▸ ЗАДАНИЕ 1
Перескажите отрывок в двух предложениях.

▸ ОТРЫВОК
******

Вообще же всерьез говорить о том, какой была бы эта книга, если бы я писал ее сегодня, нельзя по одной простой причине - сегодня я бы ее не написал. Не смог бы. Физически не смог бы, я за эти сорок лет одряхлел, ослабла память - это естественный процесс старения организма. Я поражаюсь, с какой точностью, с какой яркостью мне удалось тогда вспомнить многие эпизоды моей жизни, имена друзей и родных, какие-то мелкие детали и подробности, из которых и состоит жизнь. Отчасти мне это удалось потому, что я был моложе на сорок с лишним лет, но главным образом, я думаю, потому что для меня эти ночи в каптерке планового отдела нашего лагпункта, когда я воскрешал свое прошлое, как бы заново проживая его, были счастьем. И этим счастьем мне хотелось поделиться с моей дочерью.
"Позавчера и сегодня" - книга добрая, пронизанная любовью не только к людям, но ко всему, что было. И все же это щемящая книга, книга-поминовение, каддиш и одновременно отчаянная и искренняя попытка удержать ушедший навсегда мир наших предков. Началом этой книги было письмо дочери из лагеря, ей хотели вы открыть мир своего детства, ей передать память обо всех, кто был вам дорог. Ибо только память - залог их бессмертия.
Верите ли вы, что сейчас "Позавчера и сегодня" сумеет пробудить чью-нибудь память о прошлом? Или, быть может, сегодняшний читатель хочет оставаться манкуртом, ведь налегке проще шагать по просторам, для чего же тащить на спине мешок, набитый ветошью воспоминаний?
Я же писал свою книгу не для манкуртов. Я писал ее для тех, кто хочет вспомнить. И, прежде всего, для моей дочери. Каждый человек должен знать, кто он и откуда. Никто в этом мире не сам по себе. Я ведь никому не навязываю свои воспоминания, свои переживания - теперешние и позавчерашние. Я писал эту книгу для тех, чей камертон настроен на мое звучание. И в этом нет ничего исключительного. Никакая книга не пишется для всех. Даже детектив. Поэтому я вовсе не считаю, что моя книга должна была выйти огромным тиражом, чтобы попасть в каждый дом. Но она найдет своего читателя. Если 2000 человек или 200, или 20, прочитав эту книгу, испытают хоть частично то, что переживал я, когда писал ее, если она разбудит их память, их грусть по ушедшим, их надежду на то, что и их не забудут - это уже счастье. И я буду считать, что сделал все, что мог.

******

▸ ЗАПИСИ К ЗАДАНИЮ
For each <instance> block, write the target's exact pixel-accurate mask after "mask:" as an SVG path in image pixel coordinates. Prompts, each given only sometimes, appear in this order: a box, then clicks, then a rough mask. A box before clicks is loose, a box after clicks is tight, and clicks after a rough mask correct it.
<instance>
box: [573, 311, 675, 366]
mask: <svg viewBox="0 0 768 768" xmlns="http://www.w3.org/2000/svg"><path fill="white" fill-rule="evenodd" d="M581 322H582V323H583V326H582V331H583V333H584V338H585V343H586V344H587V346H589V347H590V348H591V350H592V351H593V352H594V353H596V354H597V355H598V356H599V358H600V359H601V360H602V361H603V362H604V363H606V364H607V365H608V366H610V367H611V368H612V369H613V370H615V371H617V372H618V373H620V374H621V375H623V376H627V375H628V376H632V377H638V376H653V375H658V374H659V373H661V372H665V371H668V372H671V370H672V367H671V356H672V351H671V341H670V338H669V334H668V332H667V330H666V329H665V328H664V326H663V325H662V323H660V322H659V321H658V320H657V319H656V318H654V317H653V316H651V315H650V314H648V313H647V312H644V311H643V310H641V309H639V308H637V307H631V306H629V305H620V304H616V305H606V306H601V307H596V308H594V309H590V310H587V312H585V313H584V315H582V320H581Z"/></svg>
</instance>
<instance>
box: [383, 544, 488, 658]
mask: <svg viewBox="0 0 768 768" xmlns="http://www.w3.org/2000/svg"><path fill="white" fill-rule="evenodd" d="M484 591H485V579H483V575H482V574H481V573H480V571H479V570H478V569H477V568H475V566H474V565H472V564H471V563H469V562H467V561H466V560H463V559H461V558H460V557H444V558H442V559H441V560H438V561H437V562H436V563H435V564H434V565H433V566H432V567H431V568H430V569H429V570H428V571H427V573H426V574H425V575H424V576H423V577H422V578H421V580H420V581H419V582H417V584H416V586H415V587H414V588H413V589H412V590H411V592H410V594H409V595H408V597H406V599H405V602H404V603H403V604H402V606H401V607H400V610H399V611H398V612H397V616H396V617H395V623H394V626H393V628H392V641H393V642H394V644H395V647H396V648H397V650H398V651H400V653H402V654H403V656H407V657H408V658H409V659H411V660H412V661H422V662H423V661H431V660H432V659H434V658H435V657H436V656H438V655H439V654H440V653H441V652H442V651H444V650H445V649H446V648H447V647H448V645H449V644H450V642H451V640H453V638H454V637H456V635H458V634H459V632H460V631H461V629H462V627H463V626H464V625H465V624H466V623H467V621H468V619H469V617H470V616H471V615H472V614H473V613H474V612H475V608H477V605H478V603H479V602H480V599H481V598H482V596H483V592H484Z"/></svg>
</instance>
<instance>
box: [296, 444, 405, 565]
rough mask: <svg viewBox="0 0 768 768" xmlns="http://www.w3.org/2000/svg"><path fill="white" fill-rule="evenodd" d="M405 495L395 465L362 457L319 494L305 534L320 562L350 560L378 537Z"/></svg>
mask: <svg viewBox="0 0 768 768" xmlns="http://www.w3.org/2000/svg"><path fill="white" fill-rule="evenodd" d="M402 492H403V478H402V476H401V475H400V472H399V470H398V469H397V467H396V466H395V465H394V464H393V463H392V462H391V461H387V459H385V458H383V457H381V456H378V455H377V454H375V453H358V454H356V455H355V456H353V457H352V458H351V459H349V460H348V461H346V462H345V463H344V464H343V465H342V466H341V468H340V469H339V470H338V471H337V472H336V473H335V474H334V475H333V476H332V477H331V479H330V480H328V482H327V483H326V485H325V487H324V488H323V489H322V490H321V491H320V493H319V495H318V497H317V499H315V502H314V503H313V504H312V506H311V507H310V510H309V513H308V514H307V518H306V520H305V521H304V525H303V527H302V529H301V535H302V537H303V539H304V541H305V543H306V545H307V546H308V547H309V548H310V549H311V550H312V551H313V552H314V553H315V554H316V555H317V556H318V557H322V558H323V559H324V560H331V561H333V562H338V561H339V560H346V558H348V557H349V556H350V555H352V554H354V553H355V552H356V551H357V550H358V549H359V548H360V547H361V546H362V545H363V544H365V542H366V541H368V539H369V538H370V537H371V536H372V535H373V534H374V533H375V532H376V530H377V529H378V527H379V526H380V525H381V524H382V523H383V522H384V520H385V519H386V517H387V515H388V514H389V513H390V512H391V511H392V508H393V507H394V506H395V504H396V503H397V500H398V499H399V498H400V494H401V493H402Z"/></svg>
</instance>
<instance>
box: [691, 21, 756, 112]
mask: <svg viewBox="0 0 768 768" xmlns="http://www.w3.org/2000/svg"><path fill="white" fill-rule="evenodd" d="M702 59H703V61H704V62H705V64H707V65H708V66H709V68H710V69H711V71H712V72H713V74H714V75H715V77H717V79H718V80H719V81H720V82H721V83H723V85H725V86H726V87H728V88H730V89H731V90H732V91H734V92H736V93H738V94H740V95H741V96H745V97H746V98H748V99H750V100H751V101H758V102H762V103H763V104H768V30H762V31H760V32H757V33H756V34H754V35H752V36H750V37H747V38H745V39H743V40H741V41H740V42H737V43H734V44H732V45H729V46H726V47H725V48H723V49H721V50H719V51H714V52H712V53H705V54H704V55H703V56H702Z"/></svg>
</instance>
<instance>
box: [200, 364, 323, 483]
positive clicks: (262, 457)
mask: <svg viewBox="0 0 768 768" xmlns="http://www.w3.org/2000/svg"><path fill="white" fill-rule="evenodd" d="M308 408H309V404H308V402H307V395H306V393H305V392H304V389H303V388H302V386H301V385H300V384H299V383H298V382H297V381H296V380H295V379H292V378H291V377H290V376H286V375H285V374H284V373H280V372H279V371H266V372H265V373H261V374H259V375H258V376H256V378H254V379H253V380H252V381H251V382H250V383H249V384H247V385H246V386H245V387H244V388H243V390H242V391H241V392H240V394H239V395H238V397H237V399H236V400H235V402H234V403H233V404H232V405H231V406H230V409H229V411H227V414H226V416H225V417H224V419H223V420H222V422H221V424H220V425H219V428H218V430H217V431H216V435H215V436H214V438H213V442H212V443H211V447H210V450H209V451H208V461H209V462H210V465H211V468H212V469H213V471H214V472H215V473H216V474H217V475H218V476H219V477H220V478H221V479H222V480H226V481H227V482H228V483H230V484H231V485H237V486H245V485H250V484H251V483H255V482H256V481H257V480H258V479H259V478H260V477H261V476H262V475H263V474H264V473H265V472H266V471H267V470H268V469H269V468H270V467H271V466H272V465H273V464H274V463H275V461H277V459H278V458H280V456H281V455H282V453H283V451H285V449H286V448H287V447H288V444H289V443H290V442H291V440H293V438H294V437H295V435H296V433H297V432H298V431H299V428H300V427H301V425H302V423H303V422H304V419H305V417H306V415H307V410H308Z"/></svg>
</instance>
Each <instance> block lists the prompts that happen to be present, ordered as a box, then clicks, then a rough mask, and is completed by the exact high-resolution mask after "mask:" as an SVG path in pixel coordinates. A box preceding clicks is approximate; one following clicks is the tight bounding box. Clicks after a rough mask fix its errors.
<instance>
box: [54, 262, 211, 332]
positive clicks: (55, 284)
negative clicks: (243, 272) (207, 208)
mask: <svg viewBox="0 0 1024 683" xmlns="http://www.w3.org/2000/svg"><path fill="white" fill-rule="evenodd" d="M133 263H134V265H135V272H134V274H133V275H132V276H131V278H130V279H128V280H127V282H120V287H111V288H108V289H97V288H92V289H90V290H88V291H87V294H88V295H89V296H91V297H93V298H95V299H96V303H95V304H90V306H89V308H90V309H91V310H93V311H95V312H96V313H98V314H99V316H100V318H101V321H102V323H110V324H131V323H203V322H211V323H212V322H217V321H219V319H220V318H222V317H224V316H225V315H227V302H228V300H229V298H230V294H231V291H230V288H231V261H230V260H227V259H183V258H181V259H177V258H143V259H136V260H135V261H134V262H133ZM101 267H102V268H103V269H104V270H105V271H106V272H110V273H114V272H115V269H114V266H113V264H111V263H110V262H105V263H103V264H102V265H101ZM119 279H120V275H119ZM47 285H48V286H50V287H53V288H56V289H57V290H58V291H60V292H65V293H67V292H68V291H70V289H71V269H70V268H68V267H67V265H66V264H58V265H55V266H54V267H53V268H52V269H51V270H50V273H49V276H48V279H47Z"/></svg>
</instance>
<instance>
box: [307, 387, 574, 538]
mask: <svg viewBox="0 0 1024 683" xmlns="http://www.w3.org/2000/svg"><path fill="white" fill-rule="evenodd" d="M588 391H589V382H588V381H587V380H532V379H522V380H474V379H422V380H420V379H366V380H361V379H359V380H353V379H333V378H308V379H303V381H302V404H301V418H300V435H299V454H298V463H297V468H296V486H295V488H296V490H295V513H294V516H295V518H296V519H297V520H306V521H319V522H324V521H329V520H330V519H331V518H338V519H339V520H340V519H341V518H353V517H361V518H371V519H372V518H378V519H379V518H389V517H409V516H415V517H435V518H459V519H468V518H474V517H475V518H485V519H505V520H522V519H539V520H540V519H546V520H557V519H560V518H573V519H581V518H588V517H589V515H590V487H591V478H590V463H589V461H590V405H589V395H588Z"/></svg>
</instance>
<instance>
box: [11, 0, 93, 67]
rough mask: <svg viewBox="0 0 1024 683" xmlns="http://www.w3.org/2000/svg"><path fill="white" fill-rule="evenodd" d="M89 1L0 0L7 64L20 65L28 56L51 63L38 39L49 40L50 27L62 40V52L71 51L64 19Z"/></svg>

******

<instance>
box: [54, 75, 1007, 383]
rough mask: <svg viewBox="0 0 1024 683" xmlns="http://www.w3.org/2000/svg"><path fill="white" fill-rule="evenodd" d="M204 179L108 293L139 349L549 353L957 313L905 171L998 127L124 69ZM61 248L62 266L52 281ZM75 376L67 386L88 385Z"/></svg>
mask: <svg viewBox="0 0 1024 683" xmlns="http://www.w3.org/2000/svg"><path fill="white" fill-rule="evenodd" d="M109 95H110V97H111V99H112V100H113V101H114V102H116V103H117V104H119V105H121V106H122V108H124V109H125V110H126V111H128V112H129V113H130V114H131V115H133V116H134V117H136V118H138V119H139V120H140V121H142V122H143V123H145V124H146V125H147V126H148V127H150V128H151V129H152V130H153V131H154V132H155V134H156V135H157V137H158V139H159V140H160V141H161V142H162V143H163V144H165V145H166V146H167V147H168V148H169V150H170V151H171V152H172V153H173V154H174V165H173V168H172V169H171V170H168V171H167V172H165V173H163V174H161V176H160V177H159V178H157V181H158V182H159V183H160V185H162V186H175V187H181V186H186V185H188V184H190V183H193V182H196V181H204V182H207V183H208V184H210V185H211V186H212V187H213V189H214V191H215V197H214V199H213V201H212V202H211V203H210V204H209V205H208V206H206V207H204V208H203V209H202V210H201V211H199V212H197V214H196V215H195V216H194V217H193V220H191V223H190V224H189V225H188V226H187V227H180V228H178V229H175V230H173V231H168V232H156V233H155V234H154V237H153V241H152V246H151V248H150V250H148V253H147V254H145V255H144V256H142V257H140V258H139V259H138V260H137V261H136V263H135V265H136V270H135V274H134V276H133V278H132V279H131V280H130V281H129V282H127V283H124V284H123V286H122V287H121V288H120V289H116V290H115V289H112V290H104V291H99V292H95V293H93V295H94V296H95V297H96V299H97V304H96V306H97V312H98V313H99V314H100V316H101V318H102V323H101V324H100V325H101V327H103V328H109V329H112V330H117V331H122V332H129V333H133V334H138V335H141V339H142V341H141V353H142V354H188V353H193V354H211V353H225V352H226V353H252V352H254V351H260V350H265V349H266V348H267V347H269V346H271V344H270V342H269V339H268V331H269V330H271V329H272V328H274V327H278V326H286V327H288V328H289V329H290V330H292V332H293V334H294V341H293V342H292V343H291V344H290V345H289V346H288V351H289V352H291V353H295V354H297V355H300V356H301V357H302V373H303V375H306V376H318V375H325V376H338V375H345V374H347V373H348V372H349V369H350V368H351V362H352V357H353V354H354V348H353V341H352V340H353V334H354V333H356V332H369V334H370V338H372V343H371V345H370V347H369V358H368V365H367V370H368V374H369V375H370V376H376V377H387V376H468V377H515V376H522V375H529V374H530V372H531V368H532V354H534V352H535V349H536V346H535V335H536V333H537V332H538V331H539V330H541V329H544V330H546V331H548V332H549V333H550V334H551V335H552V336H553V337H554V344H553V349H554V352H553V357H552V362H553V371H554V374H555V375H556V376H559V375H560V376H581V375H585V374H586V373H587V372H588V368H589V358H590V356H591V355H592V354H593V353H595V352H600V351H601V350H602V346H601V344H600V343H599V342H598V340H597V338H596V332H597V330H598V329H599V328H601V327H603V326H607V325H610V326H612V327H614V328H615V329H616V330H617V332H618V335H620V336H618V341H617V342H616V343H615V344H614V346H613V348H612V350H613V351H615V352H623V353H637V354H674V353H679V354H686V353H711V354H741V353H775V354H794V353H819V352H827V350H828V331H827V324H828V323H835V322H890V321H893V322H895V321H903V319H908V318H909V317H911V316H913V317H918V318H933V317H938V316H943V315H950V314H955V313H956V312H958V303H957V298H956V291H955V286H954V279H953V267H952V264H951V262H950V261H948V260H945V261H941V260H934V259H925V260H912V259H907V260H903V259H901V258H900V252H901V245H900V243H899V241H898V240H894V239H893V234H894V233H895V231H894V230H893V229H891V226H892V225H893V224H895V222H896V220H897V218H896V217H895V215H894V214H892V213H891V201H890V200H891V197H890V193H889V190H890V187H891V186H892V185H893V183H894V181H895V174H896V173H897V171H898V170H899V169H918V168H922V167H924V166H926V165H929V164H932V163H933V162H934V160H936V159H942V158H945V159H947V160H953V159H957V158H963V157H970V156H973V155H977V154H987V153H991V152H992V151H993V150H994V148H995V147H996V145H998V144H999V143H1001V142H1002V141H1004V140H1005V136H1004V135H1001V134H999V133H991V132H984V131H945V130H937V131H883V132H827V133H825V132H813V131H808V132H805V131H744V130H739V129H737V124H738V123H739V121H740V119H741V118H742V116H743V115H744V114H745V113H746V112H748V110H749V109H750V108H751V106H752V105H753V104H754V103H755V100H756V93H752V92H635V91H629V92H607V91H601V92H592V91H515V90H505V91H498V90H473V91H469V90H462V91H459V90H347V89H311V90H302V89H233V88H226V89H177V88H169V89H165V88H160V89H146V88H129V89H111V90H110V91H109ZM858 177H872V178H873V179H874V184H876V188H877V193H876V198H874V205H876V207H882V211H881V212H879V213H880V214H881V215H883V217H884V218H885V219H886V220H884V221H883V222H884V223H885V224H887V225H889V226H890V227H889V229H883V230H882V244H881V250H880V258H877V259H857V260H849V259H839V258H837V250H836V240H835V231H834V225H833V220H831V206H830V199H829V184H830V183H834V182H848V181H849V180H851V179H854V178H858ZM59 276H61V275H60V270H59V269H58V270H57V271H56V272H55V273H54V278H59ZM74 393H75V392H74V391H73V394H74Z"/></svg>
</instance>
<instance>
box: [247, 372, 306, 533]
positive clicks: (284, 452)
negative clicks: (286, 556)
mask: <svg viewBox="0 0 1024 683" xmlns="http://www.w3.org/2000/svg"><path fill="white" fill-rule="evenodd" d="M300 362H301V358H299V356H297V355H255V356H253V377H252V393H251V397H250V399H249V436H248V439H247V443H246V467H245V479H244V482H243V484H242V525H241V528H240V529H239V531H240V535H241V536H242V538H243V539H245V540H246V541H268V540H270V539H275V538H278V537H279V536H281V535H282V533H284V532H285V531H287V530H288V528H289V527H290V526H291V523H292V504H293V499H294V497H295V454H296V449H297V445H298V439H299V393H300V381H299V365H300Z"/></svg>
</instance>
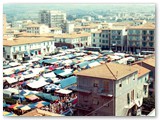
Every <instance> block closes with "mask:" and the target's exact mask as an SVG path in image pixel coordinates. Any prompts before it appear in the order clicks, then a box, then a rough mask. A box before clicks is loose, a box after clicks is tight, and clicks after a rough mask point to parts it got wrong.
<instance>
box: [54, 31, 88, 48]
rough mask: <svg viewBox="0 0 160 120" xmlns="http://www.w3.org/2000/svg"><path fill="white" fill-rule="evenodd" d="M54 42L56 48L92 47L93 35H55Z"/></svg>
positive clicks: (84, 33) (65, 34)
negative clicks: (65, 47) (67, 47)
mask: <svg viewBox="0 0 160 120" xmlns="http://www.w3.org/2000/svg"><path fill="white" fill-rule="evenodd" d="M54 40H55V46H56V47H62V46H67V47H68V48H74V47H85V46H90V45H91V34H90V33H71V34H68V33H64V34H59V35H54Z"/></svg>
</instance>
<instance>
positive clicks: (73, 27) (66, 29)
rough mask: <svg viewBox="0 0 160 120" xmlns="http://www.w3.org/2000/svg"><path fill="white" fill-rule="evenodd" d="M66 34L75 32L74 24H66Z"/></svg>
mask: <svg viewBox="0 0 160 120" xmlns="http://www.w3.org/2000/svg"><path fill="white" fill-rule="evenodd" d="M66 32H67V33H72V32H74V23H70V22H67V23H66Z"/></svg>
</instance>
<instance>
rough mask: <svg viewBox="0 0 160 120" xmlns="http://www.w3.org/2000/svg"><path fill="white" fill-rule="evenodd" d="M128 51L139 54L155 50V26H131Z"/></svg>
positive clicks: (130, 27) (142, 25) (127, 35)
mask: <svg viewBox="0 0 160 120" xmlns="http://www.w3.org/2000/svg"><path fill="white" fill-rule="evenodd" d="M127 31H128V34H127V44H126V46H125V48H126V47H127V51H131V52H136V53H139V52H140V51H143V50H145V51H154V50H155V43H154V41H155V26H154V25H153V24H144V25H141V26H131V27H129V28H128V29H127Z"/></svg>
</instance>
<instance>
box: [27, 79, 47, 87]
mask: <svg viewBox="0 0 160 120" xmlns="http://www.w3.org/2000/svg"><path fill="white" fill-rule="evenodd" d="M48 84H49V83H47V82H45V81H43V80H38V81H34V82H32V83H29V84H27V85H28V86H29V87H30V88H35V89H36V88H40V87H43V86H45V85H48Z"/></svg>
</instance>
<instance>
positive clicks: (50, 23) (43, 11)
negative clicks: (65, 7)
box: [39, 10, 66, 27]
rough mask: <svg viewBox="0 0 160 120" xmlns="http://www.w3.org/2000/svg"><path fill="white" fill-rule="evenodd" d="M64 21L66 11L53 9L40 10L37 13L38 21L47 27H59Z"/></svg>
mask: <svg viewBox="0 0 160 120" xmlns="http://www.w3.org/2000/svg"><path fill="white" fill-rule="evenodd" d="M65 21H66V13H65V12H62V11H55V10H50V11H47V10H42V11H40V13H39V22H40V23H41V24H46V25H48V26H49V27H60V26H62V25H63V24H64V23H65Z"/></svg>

******

▸ ЗАДАНИЕ 2
Перепишите нумерованным списком строки записей от строки с «For each <instance>» до строки с «box: [573, 311, 675, 366]» включительно, опустив пустые строки.

▸ ВАШ ОТВЕТ 1
По словам автора, сегодня книга «Позавчера и сегодня» не была бы написана из-за ослабевшей с годами памяти, а тогда воскрешать прошлое ночами в каптерке планового отдела лагпункта было счастьем, которым хотелось поделиться с дочерью. Эта добрая книга-поминовение началась с письма дочери из лагеря и написана для тех, кто хочет вспомнить, прежде всего для дочери, и если она разбудит память хотя бы у немногих читателей, это уже счастье.

▸ ВАШ ОТВЕТ 2
1. For each <instance> block, write the target's exact pixel-accurate mask after "mask:" as an SVG path in image pixel coordinates. Prompts, each given only sometimes, appear in this order: a box, then clicks, then a rough mask. A box before clicks is loose, a box after clicks is tight, and clicks after a rough mask correct it.
2. <instance>
3. box: [573, 311, 675, 366]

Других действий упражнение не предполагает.